* GIVEN TASK: Please copy the material below line for line, changing nothing.

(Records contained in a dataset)
*****
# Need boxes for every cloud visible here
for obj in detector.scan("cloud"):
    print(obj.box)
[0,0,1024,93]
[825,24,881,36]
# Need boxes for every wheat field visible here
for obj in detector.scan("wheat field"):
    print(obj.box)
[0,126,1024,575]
*****
* OUTPUT OF THE TASK:
# Need boxes for every cloud visible here
for obj in detector.scan("cloud"):
    print(obj.box)
[0,0,1024,93]
[825,24,881,36]
# Need boxes for every wheat field visible here
for obj in detector.scan("wheat field"):
    print(obj.box)
[0,126,1024,575]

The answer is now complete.